Text section:

* START *

New Age for Aussie and Kiwi Imperialism
Warwick Kenneth Fry
wfry10 at SPAMscu.edu.au
Thu Sep 16 18:09:34 MDT 1999
I do maintain that it was reluctant. You seem to forget that it
was an emergency. Two weeks was morelike the time frame when it became
obvious that a second rape of East Timor was occuring. Clinton was able to
evacuate half a state in 4 days once it became evident that a hurricane
was about to hit it.
Okay - I'll concede that it wasn't that lonely little cadre of
DSP-ers yelling outside his office window that finally convinced Howard to
It was actually the crucial action of the skeleton UN staff who
refused to leave the compound when the UN administration wanted to
evacuate *everyone*. This was back when it was 'only the militias' who
were causing the trouble. Of course if these people had left when they
were told to there would have been no witnesses to the collusion of the
military with the militia, and the Indonesian elite would have been able
to duck the blame for the rather impressive massacre of between 10 and 20
thousand East timorese in the short space of ten days.
But to me, those UN Staffers (and I bet *their* bosses are cursing
them for propelling the UN into a situation it would rather have avoided!)

* END *

Stated exercise 1: Reproduce the post about East Timor from "New Age for" to "about to hit it.".
The post about East Timor and the entries have no connection to each other.

(Point annotation dataset entries)

* START *

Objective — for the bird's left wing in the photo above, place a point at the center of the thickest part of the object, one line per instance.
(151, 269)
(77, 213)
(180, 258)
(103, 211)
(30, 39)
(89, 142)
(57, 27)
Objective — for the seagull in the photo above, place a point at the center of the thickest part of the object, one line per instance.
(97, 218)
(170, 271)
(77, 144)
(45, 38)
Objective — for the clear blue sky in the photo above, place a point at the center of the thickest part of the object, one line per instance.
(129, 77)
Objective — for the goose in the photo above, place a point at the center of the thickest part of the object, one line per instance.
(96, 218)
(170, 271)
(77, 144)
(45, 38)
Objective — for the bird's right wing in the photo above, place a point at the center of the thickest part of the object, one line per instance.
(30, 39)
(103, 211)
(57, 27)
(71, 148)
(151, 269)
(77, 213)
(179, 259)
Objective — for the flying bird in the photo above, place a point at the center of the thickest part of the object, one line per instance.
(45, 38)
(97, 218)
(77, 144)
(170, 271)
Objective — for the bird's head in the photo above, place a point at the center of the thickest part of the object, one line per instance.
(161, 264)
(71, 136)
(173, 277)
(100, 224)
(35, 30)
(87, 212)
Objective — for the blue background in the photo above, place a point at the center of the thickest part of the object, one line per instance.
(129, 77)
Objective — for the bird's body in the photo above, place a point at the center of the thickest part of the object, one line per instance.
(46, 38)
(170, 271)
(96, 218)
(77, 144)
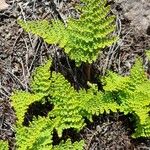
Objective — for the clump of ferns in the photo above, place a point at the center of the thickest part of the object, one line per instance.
(82, 39)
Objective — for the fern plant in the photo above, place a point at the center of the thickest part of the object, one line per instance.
(83, 38)
(70, 109)
(132, 93)
(3, 145)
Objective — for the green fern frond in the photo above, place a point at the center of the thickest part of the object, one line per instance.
(132, 93)
(137, 73)
(83, 38)
(21, 101)
(37, 136)
(3, 145)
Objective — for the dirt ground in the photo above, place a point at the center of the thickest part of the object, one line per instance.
(21, 52)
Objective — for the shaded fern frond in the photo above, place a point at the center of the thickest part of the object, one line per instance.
(83, 38)
(21, 101)
(3, 145)
(68, 145)
(40, 79)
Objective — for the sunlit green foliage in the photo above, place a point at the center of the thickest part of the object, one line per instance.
(82, 39)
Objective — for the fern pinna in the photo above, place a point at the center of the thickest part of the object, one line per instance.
(133, 95)
(83, 38)
(70, 108)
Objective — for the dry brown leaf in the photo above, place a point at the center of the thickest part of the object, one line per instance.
(3, 5)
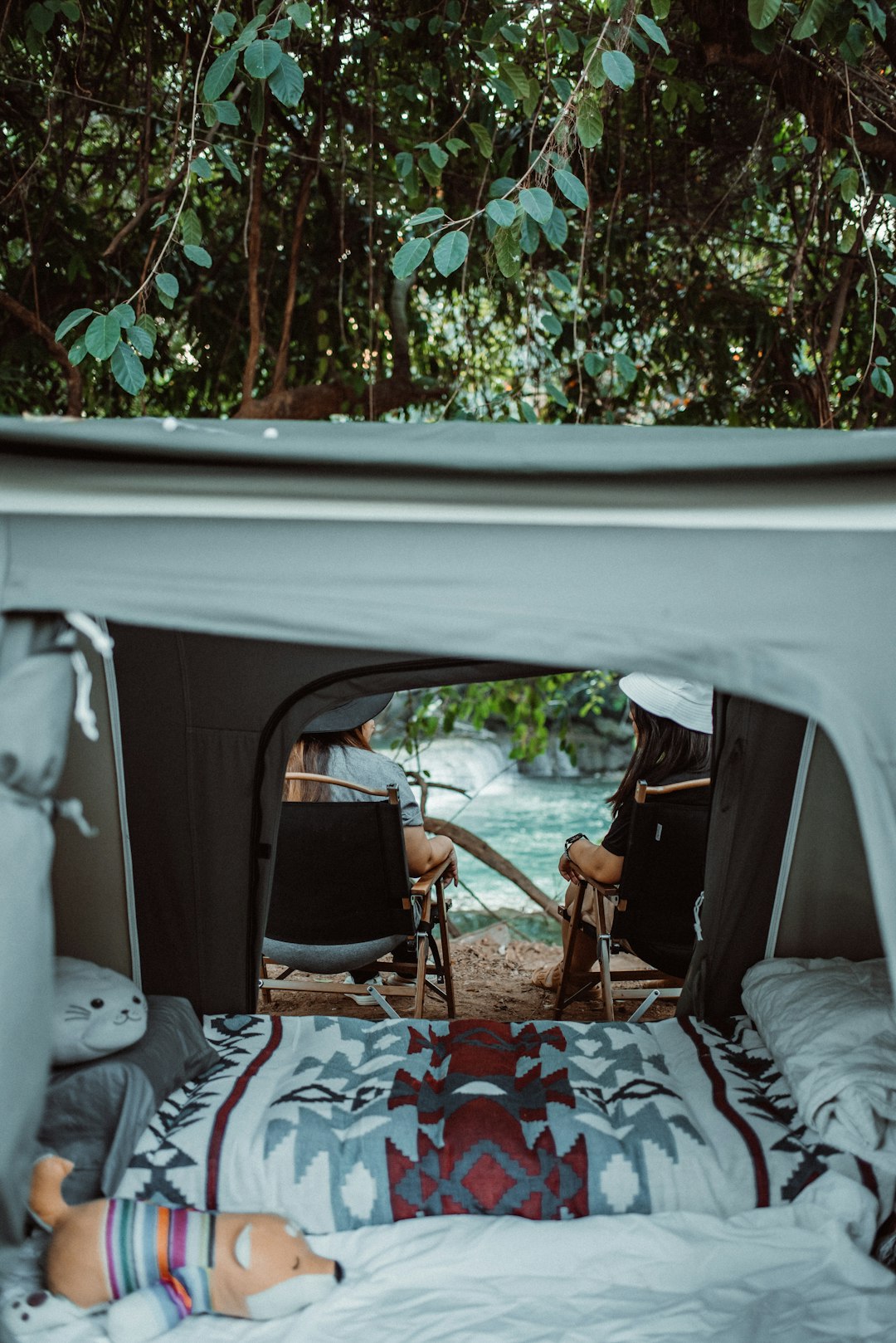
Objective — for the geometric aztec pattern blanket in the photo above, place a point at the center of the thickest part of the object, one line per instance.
(338, 1123)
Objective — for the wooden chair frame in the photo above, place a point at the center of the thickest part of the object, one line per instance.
(652, 984)
(429, 889)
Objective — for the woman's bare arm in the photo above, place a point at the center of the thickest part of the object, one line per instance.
(425, 853)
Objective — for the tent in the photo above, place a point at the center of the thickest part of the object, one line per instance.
(250, 575)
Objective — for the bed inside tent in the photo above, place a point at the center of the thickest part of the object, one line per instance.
(238, 584)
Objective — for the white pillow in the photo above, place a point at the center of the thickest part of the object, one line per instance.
(830, 1028)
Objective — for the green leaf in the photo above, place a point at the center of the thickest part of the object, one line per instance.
(538, 203)
(71, 320)
(257, 108)
(227, 113)
(555, 393)
(127, 369)
(501, 212)
(561, 281)
(409, 256)
(299, 13)
(618, 69)
(221, 71)
(102, 336)
(262, 58)
(140, 340)
(288, 81)
(811, 19)
(197, 256)
(626, 369)
(191, 230)
(167, 284)
(426, 217)
(653, 32)
(226, 159)
(450, 252)
(589, 121)
(507, 250)
(529, 235)
(557, 228)
(881, 382)
(850, 184)
(763, 12)
(437, 154)
(77, 351)
(571, 187)
(483, 139)
(149, 330)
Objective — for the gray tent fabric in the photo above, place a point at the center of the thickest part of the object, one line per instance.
(37, 695)
(755, 759)
(772, 578)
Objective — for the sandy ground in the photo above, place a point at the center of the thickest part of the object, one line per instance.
(492, 978)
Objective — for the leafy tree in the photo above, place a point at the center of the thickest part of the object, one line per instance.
(627, 210)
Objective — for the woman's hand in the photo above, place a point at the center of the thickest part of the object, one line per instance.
(568, 869)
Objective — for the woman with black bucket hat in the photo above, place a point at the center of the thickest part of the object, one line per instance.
(338, 743)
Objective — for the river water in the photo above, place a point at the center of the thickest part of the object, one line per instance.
(524, 817)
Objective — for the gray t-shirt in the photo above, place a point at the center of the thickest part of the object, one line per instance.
(377, 773)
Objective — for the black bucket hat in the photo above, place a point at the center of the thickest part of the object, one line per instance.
(349, 715)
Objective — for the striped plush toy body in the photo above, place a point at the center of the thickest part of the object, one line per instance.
(155, 1265)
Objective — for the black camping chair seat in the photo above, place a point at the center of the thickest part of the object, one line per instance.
(655, 901)
(342, 897)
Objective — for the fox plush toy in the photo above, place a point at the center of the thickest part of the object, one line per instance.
(155, 1265)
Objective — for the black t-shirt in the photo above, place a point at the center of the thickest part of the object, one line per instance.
(617, 837)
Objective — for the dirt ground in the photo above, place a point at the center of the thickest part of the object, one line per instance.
(492, 978)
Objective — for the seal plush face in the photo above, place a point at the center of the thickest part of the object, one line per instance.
(95, 1012)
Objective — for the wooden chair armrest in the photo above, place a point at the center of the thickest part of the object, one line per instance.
(427, 880)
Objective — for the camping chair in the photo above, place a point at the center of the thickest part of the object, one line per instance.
(342, 897)
(655, 901)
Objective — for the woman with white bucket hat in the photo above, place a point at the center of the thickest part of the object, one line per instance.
(672, 723)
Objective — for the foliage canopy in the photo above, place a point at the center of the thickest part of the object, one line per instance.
(611, 210)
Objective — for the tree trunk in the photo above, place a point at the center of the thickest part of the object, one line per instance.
(492, 858)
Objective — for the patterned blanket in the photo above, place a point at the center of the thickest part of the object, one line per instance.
(342, 1123)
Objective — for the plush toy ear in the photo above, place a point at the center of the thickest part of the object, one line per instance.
(143, 1315)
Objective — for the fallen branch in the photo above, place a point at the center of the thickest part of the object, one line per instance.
(492, 858)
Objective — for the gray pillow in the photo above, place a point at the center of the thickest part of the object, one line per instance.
(95, 1112)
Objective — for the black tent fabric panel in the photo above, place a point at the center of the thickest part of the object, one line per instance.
(757, 752)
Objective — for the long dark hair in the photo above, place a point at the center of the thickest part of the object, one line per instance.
(310, 755)
(663, 750)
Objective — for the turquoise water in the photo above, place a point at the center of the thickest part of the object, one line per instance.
(527, 821)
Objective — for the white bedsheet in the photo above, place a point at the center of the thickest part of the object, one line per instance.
(776, 1275)
(830, 1028)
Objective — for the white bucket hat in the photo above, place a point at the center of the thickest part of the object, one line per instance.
(687, 703)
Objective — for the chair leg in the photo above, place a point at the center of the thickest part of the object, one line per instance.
(422, 952)
(559, 1002)
(446, 949)
(603, 956)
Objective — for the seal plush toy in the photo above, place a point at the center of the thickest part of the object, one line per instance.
(156, 1265)
(95, 1012)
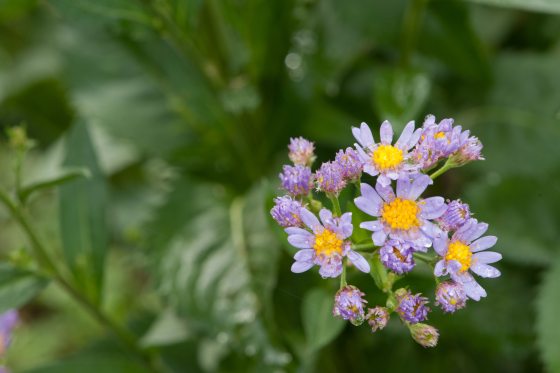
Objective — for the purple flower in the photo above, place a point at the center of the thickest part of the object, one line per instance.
(286, 212)
(329, 178)
(402, 216)
(349, 304)
(450, 296)
(350, 164)
(396, 256)
(412, 307)
(425, 335)
(377, 318)
(388, 161)
(464, 252)
(8, 321)
(296, 180)
(325, 245)
(301, 151)
(457, 214)
(438, 141)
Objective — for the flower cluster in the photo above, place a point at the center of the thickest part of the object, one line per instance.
(405, 227)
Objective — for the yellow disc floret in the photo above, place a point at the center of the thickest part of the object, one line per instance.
(460, 252)
(327, 243)
(401, 214)
(387, 157)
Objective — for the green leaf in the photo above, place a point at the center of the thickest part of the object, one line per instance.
(545, 6)
(18, 287)
(65, 177)
(320, 326)
(400, 95)
(548, 308)
(82, 214)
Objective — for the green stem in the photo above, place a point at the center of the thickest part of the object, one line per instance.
(336, 205)
(126, 338)
(411, 24)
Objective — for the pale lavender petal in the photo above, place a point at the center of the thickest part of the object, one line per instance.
(432, 208)
(483, 243)
(304, 255)
(403, 140)
(484, 270)
(359, 261)
(299, 267)
(310, 220)
(487, 257)
(301, 242)
(379, 238)
(375, 225)
(439, 269)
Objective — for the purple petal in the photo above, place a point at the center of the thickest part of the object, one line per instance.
(379, 238)
(483, 243)
(299, 267)
(487, 257)
(386, 133)
(484, 270)
(310, 220)
(359, 261)
(375, 225)
(403, 140)
(301, 241)
(432, 207)
(304, 255)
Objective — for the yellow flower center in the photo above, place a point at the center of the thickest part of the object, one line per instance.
(327, 243)
(401, 214)
(460, 252)
(387, 157)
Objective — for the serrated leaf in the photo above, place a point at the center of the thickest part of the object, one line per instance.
(320, 326)
(82, 214)
(18, 287)
(548, 308)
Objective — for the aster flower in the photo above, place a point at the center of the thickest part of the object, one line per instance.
(450, 296)
(326, 245)
(396, 256)
(412, 307)
(402, 216)
(350, 164)
(466, 251)
(301, 151)
(286, 212)
(425, 335)
(296, 180)
(329, 178)
(349, 304)
(377, 318)
(457, 214)
(8, 321)
(388, 161)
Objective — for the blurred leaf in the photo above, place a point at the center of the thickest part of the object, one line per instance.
(65, 177)
(320, 326)
(548, 308)
(546, 6)
(17, 287)
(400, 95)
(82, 214)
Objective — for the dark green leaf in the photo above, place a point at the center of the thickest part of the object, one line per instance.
(18, 287)
(82, 214)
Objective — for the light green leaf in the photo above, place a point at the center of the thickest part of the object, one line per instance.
(548, 308)
(320, 326)
(545, 6)
(82, 214)
(18, 287)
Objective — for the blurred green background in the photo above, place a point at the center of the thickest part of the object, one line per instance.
(182, 110)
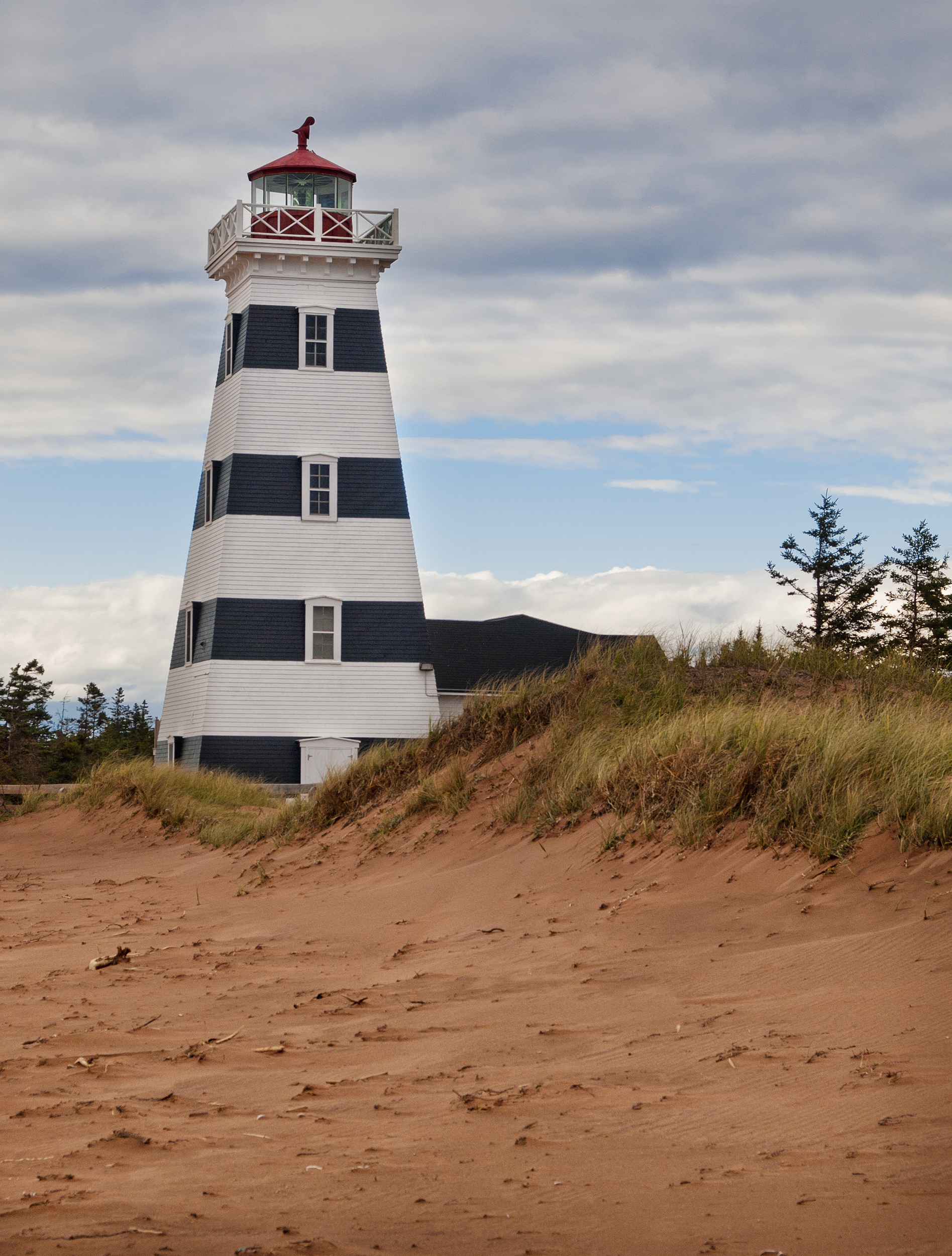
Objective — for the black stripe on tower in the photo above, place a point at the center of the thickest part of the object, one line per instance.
(272, 630)
(270, 759)
(265, 338)
(270, 484)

* END *

Stated exercise 2: Give the number of lines in the entries that contain the string "bucket", counting case as significant, and reply with the number alone.

Written reply 1:
New Age for Aussie and Kiwi Imperialism
Warwick Kenneth Fry
wfry10 at SPAMscu.edu.au
Thu Sep 16 18:09:34 MDT 1999
I do maintain that it was reluctant. You seem to forget that it
was an emergency. Two weeks was morelike the time frame when it became
obvious that a second rape of East Timor was occuring. Clinton was able to
evacuate half a state in 4 days once it became evident that a hurricane
was about to hit it.

Written reply 2: 4